Top of PROVIDED TEXT

Feminist Follies

Women, Rape and Fat Power

This is about rape. It is therefore ugly and tragic. Rape is about control, literally a man controlling a woman’s body with his size and his penis.

A woman’s size is also an aspect in how logistically possible it is to rape a woman. Smaller women are easier to throw in the back of a van, easier for a guy and his three buddies to gang up on her and hold her down. Fat women are simply harder to move, and should they move their bigger bodies alone can generate more force than a small woman. They could potentially protect their smaller friends.

Unfortunately the pattern of our white supremacist patriarchal culture teaches that fatter women are ugly, weak, powerless and unhealthy. As if they have to apologize for their very existence. This is how the culture separates fat women from smaller women. Fat women don’t like to go out to clubs or parties because they are made to feel like they don’t belong there, that they will be ridiculed, that they won’t have fun.

Anyone can be raped by someone who has a weapon, but only 11 % of rapes include use of a weapon according to Department of Justice. Intimidation is a tool rapists use on all women, but if fat women were taught instead to glory in their existence, to be intense, courageous and unintimidated. If they could learn that they are beautiful and as deserving of living their best lives as anyone else, could we protect our smaller sisters? Will a small woman be less easily raped if she goes to parties, college, out in public with a fat woman? I’m not aware of a study that has been done on the idea, but maybe we should give it a try.

Bottom of PROVIDED TEXT
Top of SUPPLIED DATA

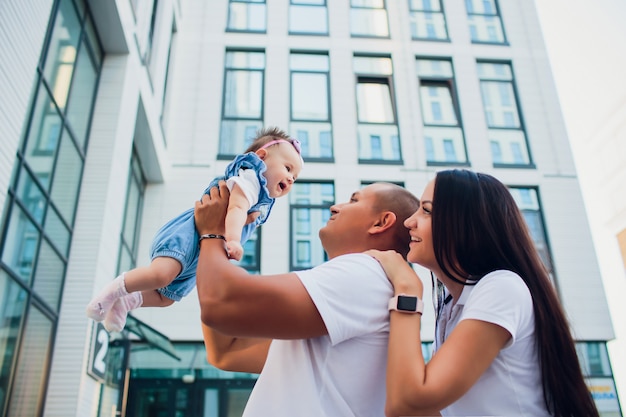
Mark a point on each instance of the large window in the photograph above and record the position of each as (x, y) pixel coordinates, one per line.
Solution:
(527, 200)
(308, 17)
(377, 126)
(428, 21)
(368, 18)
(242, 110)
(246, 16)
(310, 105)
(41, 206)
(443, 134)
(596, 367)
(310, 210)
(129, 237)
(506, 130)
(485, 23)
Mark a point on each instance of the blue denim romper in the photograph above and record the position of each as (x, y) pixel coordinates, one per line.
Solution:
(178, 238)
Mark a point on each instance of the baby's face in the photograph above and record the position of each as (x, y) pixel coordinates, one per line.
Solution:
(283, 167)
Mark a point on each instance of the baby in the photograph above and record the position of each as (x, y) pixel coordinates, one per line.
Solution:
(266, 171)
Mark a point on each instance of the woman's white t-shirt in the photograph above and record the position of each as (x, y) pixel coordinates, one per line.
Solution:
(511, 386)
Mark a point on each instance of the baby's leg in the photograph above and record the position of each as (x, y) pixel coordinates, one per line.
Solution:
(160, 273)
(155, 299)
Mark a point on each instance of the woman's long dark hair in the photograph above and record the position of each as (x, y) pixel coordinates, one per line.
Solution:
(477, 228)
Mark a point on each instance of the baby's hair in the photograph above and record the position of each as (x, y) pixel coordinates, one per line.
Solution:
(267, 135)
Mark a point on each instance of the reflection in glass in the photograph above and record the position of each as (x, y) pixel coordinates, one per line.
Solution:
(20, 244)
(484, 21)
(308, 19)
(236, 135)
(309, 96)
(243, 93)
(67, 177)
(368, 22)
(310, 203)
(247, 15)
(444, 145)
(499, 103)
(61, 52)
(12, 304)
(43, 137)
(378, 142)
(57, 231)
(30, 374)
(374, 103)
(29, 193)
(528, 202)
(427, 20)
(82, 95)
(49, 276)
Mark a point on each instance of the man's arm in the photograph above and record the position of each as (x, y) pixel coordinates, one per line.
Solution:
(233, 353)
(236, 303)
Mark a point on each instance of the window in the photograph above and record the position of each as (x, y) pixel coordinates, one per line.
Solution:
(443, 134)
(310, 210)
(377, 126)
(506, 131)
(527, 200)
(242, 109)
(246, 16)
(621, 240)
(129, 237)
(308, 17)
(41, 205)
(310, 105)
(484, 21)
(368, 18)
(428, 21)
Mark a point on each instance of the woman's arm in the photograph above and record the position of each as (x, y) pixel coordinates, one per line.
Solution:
(417, 388)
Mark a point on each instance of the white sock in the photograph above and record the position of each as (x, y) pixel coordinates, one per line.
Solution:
(101, 303)
(116, 317)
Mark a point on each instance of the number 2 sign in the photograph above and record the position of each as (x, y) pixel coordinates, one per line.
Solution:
(98, 352)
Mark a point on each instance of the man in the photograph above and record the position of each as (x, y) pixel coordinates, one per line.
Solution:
(318, 337)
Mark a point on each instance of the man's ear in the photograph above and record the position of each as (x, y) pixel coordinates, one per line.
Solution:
(385, 220)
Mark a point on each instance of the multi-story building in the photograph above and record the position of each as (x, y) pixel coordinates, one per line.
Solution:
(116, 114)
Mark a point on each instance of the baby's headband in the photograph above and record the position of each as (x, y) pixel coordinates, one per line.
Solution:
(294, 142)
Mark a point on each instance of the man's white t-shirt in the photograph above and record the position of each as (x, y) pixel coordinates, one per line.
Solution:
(342, 373)
(511, 386)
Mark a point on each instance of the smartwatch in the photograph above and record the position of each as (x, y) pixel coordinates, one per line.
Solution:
(406, 304)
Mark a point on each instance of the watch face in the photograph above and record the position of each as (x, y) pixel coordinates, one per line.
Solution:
(407, 303)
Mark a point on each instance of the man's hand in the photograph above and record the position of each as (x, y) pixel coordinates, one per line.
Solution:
(210, 212)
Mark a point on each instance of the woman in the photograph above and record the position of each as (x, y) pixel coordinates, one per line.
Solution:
(503, 345)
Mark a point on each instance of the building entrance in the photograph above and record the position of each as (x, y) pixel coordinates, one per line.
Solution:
(187, 397)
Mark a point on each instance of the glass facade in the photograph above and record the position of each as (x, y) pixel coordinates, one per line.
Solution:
(377, 132)
(368, 18)
(310, 105)
(485, 23)
(443, 134)
(246, 16)
(428, 21)
(242, 110)
(308, 17)
(41, 205)
(310, 210)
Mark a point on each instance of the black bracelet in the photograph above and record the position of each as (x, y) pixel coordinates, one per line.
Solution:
(211, 236)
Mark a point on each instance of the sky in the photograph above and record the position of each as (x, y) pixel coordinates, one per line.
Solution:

Bottom of SUPPLIED DATA

= USING THE INFORMATION =
a: In the essay on rape and fat power, change "van" to "truck" and give the passage from "A woman’s size" to "won’t have fun." with that change.
b: Translate this sentence from the essay on rape and fat power into Spanish: "This is how the culture separates fat women from smaller women."
The entries are separate from the essay on rape and fat power.

= LIST OF SOLUTIONS =
a:
A woman’s size is also an aspect in how logistically possible it is to rape a woman. Smaller women are easier to throw in the back of a truck, easier for a guy and his three buddies to gang up on her and hold her down. Fat women are simply harder to move, and should they move their bigger bodies alone can generate more force than a small woman. They could potentially protect their smaller friends.

Unfortunately the pattern of our white supremacist patriarchal culture teaches that fatter women are ugly, weak, powerless and unhealthy. As if they have to apologize for their very existence. This is how the culture separates fat women from smaller women. Fat women don’t like to go out to clubs or parties because they are made to feel like they don’t belong there, that they will be ridiculed, that they won’t have fun.

b: Así es como la cultura separa a las mujeres gordas de las mujeres más pequeñas.